WHAT YOU ARE ASKED TO DO:
Count the lines in the data below that contain the string "illuminated", treating uppercase and lowercase as distinct. Reply with the number alone.

start DATASET EXTRACT

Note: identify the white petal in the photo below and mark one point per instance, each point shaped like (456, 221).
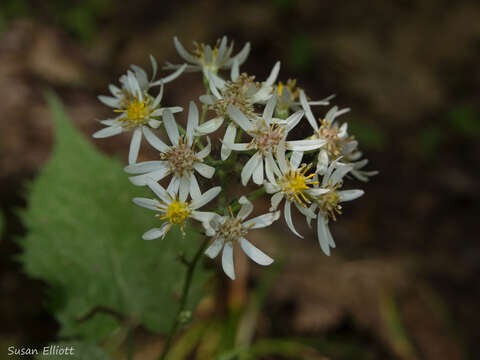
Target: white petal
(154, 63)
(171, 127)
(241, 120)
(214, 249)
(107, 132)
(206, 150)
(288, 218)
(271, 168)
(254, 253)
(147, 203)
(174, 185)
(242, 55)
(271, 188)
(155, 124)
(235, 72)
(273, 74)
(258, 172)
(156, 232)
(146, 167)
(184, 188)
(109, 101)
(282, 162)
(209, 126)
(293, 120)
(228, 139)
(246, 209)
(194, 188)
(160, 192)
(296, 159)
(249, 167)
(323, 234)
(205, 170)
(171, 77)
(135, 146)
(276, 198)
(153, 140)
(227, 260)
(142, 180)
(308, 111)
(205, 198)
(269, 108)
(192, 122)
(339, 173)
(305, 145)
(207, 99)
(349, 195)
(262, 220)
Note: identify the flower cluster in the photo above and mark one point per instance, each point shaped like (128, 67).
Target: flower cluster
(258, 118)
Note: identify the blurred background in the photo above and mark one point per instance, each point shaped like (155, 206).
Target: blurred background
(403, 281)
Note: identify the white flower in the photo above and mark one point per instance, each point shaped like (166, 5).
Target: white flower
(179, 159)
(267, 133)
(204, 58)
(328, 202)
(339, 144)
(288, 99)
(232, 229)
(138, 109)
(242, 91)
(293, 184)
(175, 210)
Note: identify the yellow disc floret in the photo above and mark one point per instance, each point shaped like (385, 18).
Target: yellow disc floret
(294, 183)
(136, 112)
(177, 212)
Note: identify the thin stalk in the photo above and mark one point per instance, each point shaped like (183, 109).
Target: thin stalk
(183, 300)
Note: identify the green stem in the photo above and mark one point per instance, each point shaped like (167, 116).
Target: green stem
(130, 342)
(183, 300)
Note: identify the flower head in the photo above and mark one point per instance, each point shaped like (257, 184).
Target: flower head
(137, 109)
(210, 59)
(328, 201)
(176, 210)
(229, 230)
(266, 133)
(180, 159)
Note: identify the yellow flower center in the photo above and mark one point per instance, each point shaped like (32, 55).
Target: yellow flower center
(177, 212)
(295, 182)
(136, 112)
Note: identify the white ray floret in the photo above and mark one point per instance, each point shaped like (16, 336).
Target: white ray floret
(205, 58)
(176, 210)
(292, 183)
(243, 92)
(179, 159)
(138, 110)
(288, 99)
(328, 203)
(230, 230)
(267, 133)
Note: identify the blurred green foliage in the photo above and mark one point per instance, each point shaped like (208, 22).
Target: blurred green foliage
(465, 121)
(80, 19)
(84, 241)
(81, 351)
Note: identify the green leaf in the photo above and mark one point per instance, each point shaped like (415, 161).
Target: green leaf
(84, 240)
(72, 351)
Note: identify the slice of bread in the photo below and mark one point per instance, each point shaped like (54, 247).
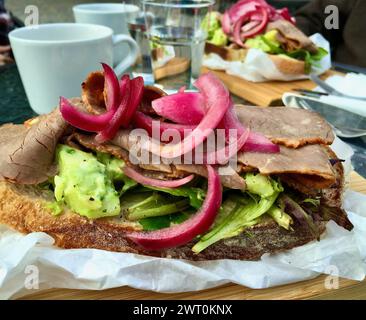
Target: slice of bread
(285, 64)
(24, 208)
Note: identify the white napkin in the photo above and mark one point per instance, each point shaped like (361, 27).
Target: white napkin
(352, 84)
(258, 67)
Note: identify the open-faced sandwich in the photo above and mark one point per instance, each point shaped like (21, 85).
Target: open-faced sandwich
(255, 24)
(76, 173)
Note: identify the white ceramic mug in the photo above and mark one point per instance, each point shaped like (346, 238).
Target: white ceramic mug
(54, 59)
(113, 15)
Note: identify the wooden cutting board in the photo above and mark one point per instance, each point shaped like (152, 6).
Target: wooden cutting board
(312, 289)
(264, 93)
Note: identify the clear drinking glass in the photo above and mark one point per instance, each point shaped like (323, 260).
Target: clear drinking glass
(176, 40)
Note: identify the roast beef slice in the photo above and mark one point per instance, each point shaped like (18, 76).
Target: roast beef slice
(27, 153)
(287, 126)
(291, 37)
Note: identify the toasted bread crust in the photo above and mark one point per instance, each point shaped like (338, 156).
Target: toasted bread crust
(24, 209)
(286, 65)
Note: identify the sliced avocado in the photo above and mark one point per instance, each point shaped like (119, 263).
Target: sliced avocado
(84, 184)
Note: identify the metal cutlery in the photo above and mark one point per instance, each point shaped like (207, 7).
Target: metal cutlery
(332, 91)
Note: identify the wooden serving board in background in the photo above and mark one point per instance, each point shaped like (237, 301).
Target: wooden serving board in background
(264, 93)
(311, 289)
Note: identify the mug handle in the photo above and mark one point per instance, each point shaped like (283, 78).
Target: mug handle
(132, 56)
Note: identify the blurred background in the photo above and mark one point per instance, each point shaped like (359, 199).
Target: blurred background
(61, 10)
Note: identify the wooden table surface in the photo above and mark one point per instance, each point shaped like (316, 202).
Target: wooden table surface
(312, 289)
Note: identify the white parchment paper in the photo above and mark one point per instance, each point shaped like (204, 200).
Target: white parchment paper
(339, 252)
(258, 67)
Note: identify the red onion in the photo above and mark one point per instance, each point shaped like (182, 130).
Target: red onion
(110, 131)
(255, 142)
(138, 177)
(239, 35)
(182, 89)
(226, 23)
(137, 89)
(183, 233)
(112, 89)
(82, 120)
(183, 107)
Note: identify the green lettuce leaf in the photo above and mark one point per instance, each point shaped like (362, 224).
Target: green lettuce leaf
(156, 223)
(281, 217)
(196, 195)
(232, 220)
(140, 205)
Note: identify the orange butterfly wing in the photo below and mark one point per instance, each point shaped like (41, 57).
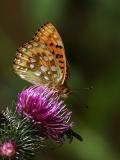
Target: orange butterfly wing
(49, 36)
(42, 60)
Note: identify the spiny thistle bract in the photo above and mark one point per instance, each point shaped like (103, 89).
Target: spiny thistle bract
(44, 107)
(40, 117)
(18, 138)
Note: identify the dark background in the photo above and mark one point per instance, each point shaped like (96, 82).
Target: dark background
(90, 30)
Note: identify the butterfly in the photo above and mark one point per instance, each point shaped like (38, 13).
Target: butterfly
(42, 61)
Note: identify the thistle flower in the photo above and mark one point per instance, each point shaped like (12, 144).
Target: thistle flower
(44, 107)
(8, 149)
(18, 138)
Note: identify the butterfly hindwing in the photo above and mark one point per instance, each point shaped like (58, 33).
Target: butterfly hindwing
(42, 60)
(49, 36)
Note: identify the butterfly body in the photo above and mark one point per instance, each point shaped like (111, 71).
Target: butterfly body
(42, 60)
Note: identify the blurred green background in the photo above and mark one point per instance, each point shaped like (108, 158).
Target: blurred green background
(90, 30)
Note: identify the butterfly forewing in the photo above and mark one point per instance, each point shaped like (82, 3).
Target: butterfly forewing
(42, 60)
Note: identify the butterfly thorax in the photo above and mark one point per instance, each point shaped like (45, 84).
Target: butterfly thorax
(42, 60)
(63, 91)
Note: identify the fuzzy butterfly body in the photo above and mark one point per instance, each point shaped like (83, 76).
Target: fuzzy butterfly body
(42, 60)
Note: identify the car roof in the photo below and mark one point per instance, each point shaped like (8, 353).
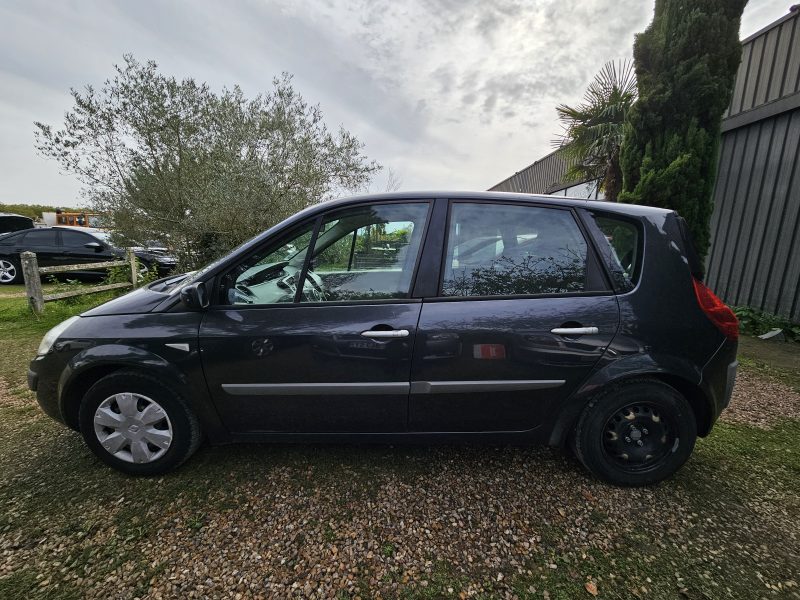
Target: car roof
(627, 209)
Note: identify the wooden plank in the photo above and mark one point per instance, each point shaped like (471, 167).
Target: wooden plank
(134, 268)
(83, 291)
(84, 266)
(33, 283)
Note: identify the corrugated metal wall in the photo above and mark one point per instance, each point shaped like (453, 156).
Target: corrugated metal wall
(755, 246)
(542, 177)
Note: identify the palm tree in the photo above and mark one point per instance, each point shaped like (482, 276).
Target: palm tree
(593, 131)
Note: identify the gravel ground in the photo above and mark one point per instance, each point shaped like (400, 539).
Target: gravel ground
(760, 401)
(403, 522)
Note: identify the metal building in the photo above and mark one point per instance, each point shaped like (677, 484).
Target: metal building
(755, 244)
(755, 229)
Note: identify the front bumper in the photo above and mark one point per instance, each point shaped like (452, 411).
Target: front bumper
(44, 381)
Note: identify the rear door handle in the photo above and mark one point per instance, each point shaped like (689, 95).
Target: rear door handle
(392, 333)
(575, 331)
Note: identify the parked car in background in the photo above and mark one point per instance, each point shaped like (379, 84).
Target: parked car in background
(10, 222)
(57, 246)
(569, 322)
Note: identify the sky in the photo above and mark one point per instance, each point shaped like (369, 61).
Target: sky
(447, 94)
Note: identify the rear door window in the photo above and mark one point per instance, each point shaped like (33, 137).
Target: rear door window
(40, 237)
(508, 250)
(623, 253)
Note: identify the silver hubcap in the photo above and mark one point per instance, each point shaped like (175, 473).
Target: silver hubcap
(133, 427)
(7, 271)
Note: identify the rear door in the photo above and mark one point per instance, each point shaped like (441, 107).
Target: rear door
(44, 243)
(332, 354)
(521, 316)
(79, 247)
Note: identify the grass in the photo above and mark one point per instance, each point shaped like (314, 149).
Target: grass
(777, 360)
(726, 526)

end DATASET EXTRACT
start DATASET EXTRACT

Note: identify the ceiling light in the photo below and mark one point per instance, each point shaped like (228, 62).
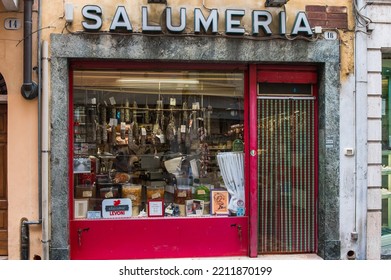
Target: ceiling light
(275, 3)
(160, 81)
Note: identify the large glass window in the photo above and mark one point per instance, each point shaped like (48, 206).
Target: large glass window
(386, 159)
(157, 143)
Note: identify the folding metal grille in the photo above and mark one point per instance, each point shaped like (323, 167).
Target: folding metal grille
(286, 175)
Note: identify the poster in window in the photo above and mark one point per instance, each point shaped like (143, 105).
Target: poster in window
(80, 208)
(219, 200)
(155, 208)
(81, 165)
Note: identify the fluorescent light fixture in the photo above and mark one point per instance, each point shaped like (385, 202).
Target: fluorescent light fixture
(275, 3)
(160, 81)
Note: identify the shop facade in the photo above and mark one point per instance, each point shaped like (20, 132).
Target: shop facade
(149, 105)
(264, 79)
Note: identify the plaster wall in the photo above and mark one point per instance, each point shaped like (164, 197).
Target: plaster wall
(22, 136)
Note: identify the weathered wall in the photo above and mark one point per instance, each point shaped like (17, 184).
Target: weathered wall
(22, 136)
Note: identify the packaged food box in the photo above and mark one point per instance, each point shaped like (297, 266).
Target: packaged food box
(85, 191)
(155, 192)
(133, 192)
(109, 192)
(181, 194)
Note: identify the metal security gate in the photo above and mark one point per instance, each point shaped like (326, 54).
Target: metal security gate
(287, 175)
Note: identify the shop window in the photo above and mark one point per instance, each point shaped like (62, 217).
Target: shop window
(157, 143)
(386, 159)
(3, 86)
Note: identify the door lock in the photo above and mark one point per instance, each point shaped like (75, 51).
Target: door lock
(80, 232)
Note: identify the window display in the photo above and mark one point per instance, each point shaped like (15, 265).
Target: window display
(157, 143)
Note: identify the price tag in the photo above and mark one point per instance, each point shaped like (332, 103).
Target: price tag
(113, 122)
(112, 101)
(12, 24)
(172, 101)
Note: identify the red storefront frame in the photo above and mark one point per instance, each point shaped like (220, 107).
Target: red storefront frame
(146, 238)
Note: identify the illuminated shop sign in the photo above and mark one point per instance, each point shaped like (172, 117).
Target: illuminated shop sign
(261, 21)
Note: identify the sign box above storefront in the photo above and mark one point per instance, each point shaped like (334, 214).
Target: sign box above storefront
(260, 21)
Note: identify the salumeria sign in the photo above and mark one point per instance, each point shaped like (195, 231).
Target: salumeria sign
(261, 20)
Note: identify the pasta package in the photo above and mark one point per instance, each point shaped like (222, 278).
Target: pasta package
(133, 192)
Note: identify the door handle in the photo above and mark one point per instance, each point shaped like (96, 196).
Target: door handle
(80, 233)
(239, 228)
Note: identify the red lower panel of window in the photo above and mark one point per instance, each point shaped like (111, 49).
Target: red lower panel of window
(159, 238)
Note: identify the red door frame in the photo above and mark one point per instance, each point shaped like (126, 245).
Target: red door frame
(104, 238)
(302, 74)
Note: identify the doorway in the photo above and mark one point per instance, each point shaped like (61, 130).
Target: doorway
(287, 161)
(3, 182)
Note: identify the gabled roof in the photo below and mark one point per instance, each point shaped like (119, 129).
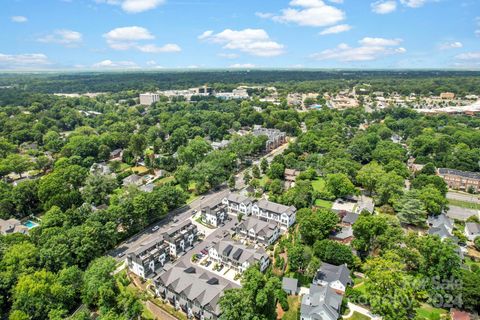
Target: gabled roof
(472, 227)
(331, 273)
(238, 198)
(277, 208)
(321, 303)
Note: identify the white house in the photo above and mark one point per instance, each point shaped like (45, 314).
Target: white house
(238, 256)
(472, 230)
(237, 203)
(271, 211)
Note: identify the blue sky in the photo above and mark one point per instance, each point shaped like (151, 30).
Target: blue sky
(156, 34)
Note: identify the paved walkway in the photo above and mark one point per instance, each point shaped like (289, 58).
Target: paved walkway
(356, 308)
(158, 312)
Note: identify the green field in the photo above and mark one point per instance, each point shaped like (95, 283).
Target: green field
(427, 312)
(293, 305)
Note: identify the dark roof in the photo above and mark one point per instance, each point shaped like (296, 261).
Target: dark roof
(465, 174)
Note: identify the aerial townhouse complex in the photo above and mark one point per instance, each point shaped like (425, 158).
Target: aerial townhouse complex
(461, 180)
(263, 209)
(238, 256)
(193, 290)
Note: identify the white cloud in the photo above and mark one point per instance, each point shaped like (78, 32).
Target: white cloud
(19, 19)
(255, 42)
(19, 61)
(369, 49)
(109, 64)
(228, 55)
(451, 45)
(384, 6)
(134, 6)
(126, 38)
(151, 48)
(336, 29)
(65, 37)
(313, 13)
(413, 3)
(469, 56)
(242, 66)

end DATASET EXTRACT

CORRECT RESULT:
2